== RECORD SET ==

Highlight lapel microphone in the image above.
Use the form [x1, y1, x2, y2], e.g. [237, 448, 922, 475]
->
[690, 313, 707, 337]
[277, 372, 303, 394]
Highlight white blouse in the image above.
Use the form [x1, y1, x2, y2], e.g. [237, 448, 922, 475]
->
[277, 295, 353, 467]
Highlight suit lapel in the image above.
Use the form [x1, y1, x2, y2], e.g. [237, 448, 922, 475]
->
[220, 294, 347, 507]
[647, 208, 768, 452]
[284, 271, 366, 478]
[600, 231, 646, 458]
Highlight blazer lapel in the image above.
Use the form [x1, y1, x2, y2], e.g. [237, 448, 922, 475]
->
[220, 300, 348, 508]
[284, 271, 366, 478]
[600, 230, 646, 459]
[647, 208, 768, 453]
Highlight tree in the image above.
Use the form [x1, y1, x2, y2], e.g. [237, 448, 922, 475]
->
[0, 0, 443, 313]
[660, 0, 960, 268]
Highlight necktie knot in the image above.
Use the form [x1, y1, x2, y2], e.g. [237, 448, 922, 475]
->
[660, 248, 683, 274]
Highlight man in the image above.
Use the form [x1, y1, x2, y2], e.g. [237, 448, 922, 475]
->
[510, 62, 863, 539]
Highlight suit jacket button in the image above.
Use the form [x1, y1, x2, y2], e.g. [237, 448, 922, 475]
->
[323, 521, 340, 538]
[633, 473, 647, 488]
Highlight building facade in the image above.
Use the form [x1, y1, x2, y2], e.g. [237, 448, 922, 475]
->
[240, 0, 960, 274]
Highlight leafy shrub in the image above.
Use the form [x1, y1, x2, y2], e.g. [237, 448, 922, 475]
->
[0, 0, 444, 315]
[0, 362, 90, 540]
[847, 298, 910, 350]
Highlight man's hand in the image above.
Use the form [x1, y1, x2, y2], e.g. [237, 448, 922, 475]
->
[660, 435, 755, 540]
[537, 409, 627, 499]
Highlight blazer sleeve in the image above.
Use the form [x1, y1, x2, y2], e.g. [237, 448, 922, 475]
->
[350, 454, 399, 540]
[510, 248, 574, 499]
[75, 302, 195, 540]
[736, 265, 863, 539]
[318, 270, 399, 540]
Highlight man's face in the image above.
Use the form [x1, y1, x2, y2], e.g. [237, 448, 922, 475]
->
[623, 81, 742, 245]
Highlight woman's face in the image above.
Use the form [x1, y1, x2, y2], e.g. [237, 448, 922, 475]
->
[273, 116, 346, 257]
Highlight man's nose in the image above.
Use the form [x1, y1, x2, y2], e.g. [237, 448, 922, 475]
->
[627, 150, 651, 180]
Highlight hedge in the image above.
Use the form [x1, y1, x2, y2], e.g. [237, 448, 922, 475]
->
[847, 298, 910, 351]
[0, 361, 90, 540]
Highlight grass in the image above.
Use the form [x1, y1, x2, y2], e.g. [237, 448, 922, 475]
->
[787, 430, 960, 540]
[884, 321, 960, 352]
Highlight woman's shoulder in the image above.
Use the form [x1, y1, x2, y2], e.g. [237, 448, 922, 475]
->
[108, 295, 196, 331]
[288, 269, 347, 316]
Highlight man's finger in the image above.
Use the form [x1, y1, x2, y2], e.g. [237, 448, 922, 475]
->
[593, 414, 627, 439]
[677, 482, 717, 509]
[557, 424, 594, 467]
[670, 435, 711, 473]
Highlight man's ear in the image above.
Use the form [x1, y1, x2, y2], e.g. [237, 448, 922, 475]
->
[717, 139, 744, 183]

===

> [WHAT IS EXPECTED] Lay out every line of the records above as a Markdown table with two columns, No. and Text. Number the rows in order and leave out blank lines.

> [FULL RESPONSE]
| No. | Text |
|---|---|
| 1 | Highlight lapel microphone in the image above. |
| 2 | Use the form [x1, y1, x2, y2], e.g. [237, 448, 922, 475] |
| 3 | -> |
| 4 | [690, 313, 707, 337] |
| 5 | [277, 372, 303, 394] |
| 6 | Highlight white blouse in the image above. |
| 7 | Use the form [x1, y1, x2, y2], e.g. [237, 448, 922, 475] |
| 8 | -> |
| 9 | [277, 295, 353, 467] |
| 10 | Highlight suit lapel in the image above. |
| 11 | Use the form [x1, y1, x2, y2], e.g. [237, 448, 922, 475] |
| 12 | -> |
| 13 | [220, 294, 347, 507] |
| 14 | [647, 208, 768, 452] |
| 15 | [284, 271, 366, 478] |
| 16 | [600, 231, 646, 458] |
| 17 | Highlight blazer lapel in the image above. |
| 18 | Use the form [x1, y1, x2, y2], e.g. [237, 448, 922, 475] |
| 19 | -> |
| 20 | [220, 300, 348, 508] |
| 21 | [284, 271, 366, 478] |
| 22 | [600, 230, 646, 459] |
| 23 | [647, 208, 768, 453] |
| 24 | Highlight tree in the image above. |
| 25 | Use the form [x1, y1, x2, y2], e.g. [237, 448, 922, 475] |
| 26 | -> |
| 27 | [0, 0, 443, 313] |
| 28 | [660, 0, 960, 268] |
| 29 | Highlight necktie knot in the image above. |
| 30 | Use the form [x1, y1, x2, y2], e.g. [237, 448, 922, 475] |
| 31 | -> |
| 32 | [660, 248, 683, 274] |
| 33 | Highlight man in the image above. |
| 34 | Use the form [x1, y1, x2, y2], e.g. [237, 448, 922, 475] |
| 35 | -> |
| 36 | [510, 62, 863, 539] |
| 37 | Highlight suit jacket button in the image above. |
| 38 | Use the form [x1, y1, x2, y2], e.g. [237, 448, 922, 475] |
| 39 | -> |
| 40 | [323, 521, 340, 538] |
| 41 | [633, 473, 647, 488] |
| 42 | Highlight building facade in the image above. |
| 43 | Use the form [x1, y1, x2, y2], e.g. [237, 448, 922, 475] |
| 44 | -> |
| 45 | [240, 0, 960, 274] |
| 46 | Highlight leafy shrub in the image above. |
| 47 | Use the form [x1, y1, x2, y2], e.g. [237, 448, 922, 475] |
| 48 | -> |
| 49 | [0, 0, 444, 315] |
| 50 | [0, 362, 90, 540] |
| 51 | [847, 298, 910, 350] |
| 52 | Highlight man's hand in the image above. |
| 53 | Use the form [x1, y1, x2, y2], e.g. [237, 448, 922, 475] |
| 54 | -> |
| 55 | [660, 435, 755, 540] |
| 56 | [537, 409, 627, 499] |
| 57 | Highlight blazer sleeve in the image above. |
| 58 | Use the form [x1, y1, x2, y2], e.g. [237, 448, 922, 475] |
| 59 | -> |
| 60 | [350, 454, 399, 540] |
| 61 | [510, 248, 574, 499] |
| 62 | [75, 302, 195, 540] |
| 63 | [736, 265, 863, 539] |
| 64 | [318, 270, 399, 540] |
| 65 | Highlight man's face in the image above. |
| 66 | Use the form [x1, y1, x2, y2], e.g. [237, 448, 922, 475] |
| 67 | -> |
| 68 | [623, 81, 742, 245] |
| 69 | Highlight woman's face in the image above. |
| 70 | Use the form [x1, y1, x2, y2], e.g. [237, 448, 922, 475] |
| 71 | -> |
| 72 | [273, 116, 346, 257] |
| 73 | Highlight man's nose in the image above. |
| 74 | Use the form [x1, y1, x2, y2], e.g. [237, 448, 922, 475] |
| 75 | -> |
| 76 | [627, 150, 651, 180] |
| 77 | Highlight hedge in the image above. |
| 78 | Use the form [x1, y1, x2, y2], e.g. [237, 448, 922, 475] |
| 79 | -> |
| 80 | [847, 298, 910, 351] |
| 81 | [0, 361, 90, 540] |
| 82 | Highlight grass in the image above. |
| 83 | Use the form [x1, y1, x2, y2], e.g. [237, 448, 922, 475] |
| 84 | -> |
| 85 | [787, 430, 960, 540] |
| 86 | [884, 321, 960, 352] |
| 87 | Highlight woman's shoulder in the image above. |
| 88 | Use the form [x1, y1, x2, y2], e.g. [237, 448, 922, 475] |
| 89 | -> |
| 90 | [108, 295, 196, 331] |
| 91 | [288, 269, 347, 316] |
| 92 | Highlight man's finger in the image above. |
| 93 | Use the form [x1, y1, x2, y2], e.g. [237, 448, 922, 475] |
| 94 | -> |
| 95 | [593, 414, 627, 439] |
| 96 | [677, 482, 717, 509] |
| 97 | [557, 424, 594, 467] |
| 98 | [670, 435, 711, 473] |
| 99 | Highlight man's ear in the image above. |
| 100 | Use the form [x1, y1, x2, y2], e.g. [237, 448, 922, 475] |
| 101 | -> |
| 102 | [717, 139, 744, 183] |